Short task:
Render the lines from the line with "Point out the green siding" to the line with "Target: green siding" in the listing below as a numbered list, omitting blank lines.

===== Entries =====

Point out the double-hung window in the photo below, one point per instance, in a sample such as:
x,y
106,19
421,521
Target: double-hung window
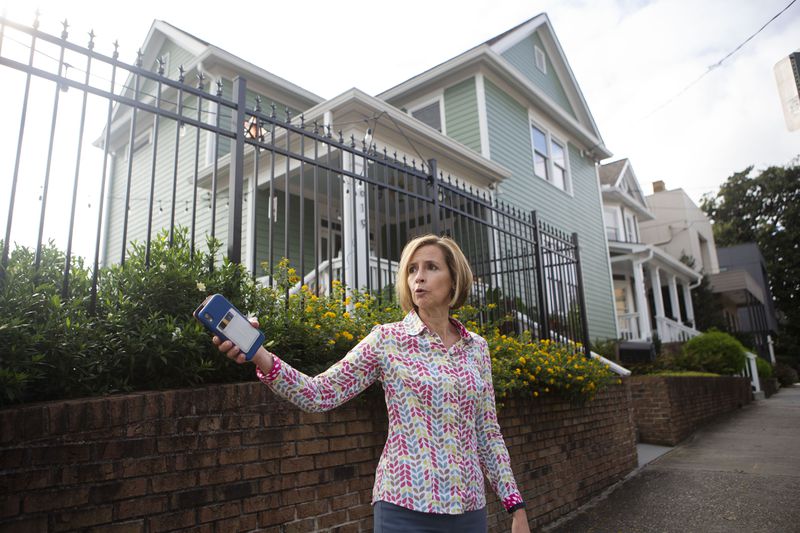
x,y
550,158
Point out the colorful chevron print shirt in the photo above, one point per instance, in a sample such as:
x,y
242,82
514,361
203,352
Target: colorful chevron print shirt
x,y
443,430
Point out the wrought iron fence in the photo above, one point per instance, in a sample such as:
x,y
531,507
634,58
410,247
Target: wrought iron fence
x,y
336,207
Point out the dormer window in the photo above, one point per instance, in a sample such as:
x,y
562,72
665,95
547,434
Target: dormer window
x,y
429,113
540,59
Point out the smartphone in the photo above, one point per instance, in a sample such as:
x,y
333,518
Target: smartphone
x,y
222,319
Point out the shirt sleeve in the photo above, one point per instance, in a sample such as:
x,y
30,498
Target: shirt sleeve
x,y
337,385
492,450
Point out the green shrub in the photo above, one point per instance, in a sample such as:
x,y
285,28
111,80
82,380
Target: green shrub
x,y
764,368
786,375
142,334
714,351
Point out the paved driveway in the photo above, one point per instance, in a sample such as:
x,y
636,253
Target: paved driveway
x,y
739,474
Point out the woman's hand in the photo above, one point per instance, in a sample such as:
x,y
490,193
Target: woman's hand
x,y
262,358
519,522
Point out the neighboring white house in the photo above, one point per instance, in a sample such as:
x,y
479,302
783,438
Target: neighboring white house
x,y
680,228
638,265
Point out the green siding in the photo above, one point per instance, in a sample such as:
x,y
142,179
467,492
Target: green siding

=====
===== Entries =====

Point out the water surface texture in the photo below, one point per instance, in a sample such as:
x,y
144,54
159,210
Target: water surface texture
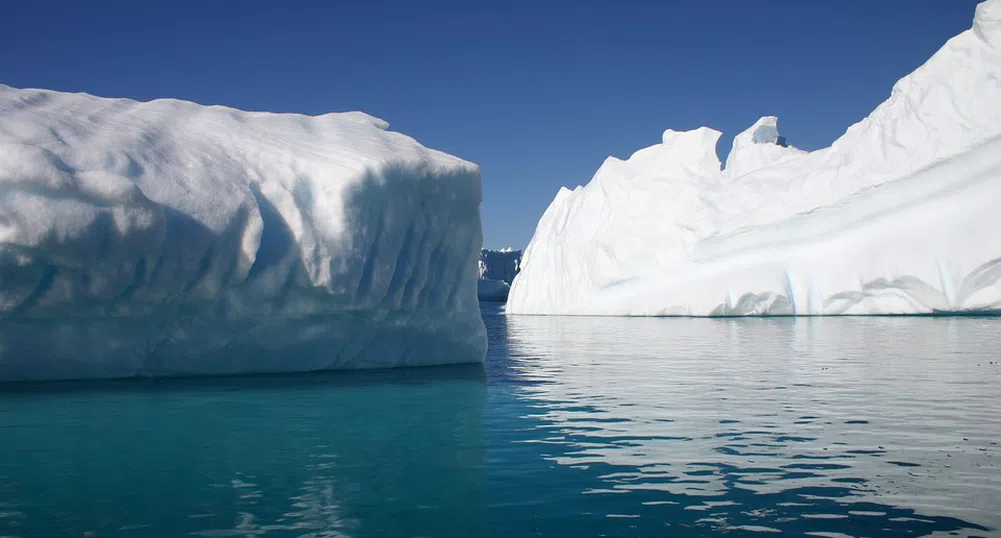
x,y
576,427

=====

Solution to this exercise:
1. Point out the green siding in the photo above, one point per instance, in a sample such as:
2. x,y
3. 142,179
4. 467,492
5. Target: green siding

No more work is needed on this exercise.